> _Task_
Please copy each line below that contains the word "blonde".

====

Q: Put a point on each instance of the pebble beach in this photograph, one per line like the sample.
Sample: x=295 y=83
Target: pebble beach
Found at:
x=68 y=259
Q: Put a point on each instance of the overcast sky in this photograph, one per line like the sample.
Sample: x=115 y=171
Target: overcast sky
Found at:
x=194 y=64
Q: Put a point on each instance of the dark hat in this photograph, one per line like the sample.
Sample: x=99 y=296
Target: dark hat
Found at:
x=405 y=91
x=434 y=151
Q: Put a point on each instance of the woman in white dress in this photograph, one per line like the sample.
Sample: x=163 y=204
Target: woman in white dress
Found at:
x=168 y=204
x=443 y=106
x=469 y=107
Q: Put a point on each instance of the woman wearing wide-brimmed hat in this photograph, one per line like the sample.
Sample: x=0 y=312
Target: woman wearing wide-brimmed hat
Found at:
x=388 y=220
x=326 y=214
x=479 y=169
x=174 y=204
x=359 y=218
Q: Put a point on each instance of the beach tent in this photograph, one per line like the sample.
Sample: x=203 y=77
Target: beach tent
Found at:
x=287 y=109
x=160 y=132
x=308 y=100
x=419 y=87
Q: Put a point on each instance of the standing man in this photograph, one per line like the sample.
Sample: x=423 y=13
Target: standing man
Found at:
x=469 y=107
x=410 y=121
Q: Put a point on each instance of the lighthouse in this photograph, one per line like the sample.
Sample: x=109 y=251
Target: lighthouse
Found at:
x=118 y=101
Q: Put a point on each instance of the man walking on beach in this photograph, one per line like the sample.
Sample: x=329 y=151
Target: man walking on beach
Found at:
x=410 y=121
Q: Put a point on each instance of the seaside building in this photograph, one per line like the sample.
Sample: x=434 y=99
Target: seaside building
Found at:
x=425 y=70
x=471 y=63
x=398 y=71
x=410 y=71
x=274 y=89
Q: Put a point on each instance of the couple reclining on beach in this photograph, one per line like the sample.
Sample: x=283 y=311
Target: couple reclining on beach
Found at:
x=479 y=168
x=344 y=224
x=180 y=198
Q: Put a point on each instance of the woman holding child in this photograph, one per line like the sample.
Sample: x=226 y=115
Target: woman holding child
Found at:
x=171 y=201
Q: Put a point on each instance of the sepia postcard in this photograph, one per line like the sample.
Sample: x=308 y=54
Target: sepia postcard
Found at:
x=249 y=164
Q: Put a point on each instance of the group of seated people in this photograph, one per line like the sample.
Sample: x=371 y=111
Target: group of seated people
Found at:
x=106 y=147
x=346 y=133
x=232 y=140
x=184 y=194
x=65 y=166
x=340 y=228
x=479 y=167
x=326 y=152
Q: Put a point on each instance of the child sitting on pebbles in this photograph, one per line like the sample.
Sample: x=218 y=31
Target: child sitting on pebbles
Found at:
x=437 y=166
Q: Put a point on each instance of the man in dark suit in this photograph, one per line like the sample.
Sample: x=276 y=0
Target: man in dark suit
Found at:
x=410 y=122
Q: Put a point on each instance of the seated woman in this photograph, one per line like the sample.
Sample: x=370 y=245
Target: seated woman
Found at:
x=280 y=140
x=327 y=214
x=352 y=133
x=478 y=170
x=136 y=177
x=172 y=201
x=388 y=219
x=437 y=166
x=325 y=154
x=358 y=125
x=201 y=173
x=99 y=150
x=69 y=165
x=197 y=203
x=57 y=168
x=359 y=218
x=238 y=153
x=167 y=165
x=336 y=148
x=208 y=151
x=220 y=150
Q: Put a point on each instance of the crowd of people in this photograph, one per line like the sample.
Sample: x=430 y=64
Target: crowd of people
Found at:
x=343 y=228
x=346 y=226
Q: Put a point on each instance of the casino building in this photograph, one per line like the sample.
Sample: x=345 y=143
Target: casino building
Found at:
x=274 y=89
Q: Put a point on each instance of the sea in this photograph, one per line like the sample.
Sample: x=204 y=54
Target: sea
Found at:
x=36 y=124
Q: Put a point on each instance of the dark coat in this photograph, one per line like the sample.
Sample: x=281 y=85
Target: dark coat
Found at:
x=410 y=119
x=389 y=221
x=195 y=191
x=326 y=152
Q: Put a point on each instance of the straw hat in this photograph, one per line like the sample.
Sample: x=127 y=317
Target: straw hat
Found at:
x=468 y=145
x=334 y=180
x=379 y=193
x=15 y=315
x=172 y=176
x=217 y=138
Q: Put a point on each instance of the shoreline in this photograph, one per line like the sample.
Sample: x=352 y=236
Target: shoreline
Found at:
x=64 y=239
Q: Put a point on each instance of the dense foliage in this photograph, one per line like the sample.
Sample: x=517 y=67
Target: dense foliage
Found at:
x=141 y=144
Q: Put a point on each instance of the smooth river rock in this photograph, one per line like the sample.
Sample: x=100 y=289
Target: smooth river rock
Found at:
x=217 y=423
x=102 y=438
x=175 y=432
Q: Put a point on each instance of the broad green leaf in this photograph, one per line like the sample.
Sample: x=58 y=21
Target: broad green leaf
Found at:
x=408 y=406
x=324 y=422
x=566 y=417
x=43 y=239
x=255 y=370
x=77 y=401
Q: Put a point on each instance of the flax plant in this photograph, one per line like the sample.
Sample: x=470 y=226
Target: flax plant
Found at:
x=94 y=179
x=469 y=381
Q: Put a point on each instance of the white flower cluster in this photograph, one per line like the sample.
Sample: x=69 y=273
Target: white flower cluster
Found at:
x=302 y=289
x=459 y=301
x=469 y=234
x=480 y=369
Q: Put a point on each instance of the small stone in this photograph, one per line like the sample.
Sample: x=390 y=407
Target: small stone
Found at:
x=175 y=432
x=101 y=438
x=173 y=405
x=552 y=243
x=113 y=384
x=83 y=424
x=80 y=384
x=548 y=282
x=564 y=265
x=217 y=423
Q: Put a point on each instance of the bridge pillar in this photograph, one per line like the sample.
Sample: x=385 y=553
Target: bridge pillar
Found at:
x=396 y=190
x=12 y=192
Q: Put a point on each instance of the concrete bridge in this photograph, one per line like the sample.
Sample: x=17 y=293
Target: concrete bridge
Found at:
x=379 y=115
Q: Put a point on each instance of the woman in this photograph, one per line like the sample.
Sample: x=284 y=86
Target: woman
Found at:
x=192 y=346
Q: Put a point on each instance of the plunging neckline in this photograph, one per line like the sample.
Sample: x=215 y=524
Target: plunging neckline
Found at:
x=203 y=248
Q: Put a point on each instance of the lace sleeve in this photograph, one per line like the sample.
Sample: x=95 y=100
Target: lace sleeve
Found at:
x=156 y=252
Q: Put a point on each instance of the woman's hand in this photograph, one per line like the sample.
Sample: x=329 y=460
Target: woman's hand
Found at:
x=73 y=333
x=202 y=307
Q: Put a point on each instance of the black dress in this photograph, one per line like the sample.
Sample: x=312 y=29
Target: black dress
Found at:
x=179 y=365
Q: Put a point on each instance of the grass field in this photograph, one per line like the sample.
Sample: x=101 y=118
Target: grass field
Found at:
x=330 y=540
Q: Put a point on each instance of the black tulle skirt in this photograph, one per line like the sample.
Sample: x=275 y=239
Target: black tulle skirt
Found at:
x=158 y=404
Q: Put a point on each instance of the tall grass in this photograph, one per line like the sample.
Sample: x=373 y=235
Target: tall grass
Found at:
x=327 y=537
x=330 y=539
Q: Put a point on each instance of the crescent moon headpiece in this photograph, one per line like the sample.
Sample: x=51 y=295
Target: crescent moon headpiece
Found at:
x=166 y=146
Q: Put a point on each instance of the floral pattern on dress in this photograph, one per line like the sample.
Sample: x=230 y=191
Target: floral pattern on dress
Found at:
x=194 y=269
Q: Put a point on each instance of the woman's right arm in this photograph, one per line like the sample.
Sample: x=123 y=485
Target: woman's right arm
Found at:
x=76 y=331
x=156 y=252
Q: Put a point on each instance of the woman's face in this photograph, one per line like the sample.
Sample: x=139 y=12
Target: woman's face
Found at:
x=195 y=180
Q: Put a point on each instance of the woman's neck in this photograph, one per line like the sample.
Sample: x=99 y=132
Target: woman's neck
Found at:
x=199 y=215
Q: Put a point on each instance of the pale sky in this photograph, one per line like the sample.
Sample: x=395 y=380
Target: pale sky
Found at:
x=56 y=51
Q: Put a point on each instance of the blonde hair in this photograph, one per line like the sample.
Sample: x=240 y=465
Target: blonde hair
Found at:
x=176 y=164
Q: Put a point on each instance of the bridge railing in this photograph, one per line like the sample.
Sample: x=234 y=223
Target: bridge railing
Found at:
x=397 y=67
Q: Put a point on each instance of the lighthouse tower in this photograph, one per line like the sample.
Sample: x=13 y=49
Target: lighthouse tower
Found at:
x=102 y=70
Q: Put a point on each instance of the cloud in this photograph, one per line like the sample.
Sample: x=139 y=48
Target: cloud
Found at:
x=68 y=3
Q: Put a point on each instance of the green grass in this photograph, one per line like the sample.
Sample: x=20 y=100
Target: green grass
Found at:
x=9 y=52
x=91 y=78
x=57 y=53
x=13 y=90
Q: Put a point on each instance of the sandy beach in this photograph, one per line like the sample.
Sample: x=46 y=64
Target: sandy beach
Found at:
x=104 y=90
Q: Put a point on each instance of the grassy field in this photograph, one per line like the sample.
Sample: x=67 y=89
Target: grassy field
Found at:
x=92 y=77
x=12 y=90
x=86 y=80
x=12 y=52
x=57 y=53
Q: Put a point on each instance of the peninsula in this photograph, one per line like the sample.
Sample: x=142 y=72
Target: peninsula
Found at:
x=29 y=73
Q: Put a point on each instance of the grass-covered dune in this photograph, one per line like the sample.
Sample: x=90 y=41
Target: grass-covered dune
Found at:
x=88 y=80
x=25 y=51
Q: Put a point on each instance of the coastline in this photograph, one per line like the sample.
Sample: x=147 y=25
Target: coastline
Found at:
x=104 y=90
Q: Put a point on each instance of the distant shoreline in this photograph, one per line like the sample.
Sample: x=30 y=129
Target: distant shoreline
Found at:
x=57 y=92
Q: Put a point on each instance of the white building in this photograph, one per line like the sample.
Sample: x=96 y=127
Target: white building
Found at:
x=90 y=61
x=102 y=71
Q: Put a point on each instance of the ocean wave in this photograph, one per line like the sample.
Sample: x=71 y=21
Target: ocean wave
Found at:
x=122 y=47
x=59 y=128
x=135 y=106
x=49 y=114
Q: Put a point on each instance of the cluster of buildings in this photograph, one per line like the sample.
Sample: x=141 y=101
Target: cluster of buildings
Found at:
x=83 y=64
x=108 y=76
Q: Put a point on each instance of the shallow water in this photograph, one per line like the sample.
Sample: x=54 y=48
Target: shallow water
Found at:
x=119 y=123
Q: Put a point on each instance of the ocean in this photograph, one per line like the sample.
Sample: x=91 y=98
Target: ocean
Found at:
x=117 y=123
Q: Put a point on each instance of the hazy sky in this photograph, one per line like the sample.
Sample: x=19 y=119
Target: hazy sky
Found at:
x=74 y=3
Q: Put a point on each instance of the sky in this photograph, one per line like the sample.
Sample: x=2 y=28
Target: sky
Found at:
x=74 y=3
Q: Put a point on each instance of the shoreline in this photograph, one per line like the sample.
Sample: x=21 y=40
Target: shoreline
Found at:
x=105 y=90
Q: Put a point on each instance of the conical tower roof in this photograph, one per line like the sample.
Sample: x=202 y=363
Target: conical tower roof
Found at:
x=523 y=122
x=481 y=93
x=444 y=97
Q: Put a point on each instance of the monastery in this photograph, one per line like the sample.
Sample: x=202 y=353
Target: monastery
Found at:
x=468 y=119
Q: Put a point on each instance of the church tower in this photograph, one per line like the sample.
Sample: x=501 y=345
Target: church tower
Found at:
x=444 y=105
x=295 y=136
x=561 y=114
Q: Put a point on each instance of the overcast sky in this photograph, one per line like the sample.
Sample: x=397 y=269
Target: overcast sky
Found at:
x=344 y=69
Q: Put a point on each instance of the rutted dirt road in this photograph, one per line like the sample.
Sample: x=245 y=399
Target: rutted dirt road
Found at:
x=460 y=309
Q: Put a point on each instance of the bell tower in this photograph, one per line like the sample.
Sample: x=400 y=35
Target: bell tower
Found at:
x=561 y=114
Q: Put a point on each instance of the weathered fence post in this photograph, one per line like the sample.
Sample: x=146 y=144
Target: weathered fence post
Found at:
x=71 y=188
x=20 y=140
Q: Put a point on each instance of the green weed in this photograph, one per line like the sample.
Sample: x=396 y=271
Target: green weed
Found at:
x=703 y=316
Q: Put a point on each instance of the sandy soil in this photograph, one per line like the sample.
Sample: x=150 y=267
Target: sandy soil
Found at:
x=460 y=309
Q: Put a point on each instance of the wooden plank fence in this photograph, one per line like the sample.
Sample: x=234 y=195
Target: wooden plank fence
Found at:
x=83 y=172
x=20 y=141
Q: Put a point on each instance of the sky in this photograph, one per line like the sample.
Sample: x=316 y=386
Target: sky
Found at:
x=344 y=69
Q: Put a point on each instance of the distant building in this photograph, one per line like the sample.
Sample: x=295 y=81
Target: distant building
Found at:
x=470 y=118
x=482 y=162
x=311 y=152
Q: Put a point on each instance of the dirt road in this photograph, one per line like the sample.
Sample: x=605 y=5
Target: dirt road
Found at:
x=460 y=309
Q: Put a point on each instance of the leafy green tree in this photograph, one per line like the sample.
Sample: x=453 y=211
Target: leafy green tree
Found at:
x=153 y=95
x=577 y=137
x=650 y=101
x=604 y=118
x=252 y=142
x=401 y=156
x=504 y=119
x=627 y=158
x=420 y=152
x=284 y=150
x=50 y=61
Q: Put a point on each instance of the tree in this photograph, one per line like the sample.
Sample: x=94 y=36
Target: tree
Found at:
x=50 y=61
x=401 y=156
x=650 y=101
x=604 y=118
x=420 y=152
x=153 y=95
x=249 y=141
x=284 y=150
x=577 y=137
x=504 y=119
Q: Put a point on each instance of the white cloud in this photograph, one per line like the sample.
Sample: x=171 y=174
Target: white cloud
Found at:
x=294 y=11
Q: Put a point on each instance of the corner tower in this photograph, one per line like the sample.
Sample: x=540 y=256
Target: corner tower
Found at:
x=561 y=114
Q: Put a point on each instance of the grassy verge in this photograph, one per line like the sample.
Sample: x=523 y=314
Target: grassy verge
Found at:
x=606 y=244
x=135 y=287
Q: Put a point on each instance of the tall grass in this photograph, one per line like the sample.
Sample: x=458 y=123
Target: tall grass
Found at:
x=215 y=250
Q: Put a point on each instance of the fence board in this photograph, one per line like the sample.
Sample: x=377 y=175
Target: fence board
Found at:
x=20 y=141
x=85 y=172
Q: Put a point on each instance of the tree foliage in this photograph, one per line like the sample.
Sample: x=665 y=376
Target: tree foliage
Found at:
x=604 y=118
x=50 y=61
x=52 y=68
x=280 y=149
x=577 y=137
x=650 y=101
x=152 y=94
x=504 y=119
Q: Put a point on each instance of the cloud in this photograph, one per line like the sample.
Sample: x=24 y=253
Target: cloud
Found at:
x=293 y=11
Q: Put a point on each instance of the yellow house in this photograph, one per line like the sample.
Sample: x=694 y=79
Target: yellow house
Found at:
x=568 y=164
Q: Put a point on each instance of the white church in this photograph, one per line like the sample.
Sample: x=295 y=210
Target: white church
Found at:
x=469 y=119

====

> _Your solution_
Q: Put a point on each instance of the blonde hair in this photograph, one per line like the sample.
Target: blonde hair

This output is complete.